| OBJECTIVE |
Copy every line of the records below word for word, leaving the pictures out.

— Start EXERCISE MATERIAL —

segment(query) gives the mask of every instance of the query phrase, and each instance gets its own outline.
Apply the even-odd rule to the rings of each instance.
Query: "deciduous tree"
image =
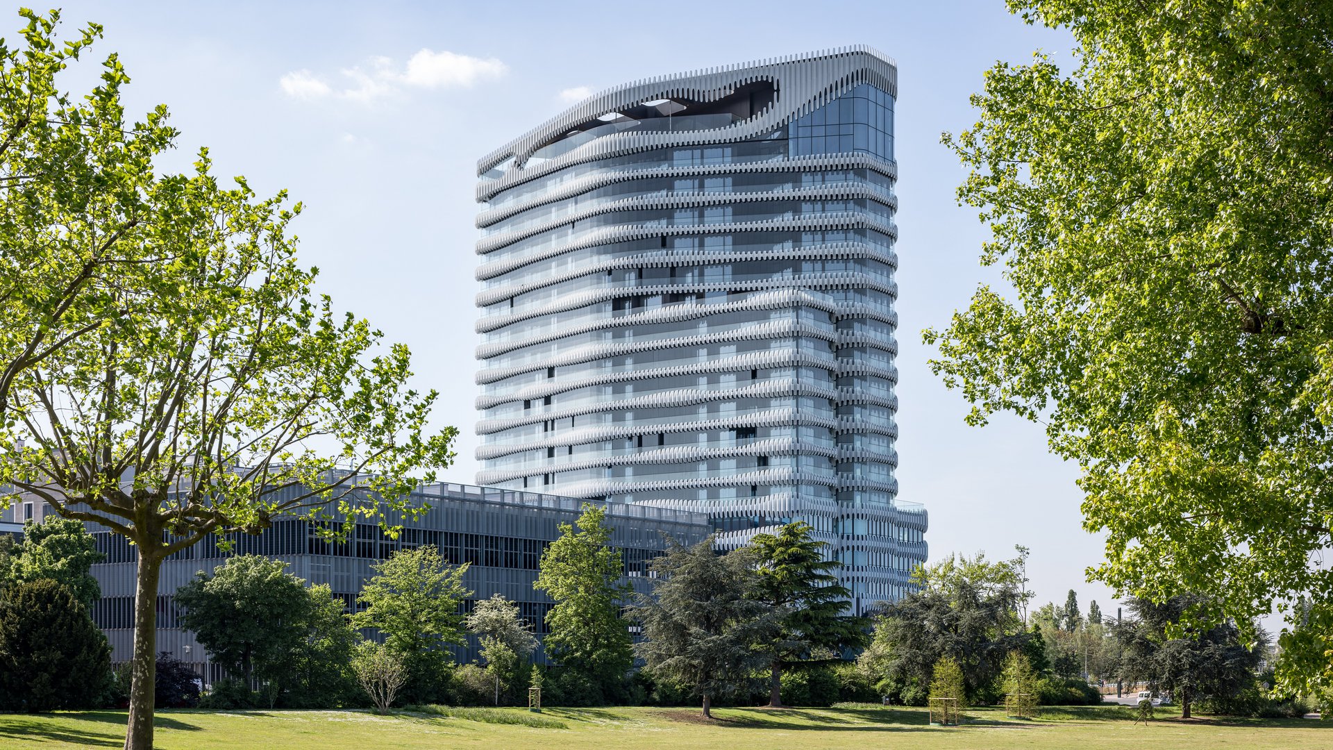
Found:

— End EXERCISE MATERIAL —

| RESPONSE |
segment(query) gives the mask of every instance of the query phrase, and each instance gets its own outline.
Apply the even-odd rule to the rings of each instance.
Query: "deciduous tree"
image =
Found:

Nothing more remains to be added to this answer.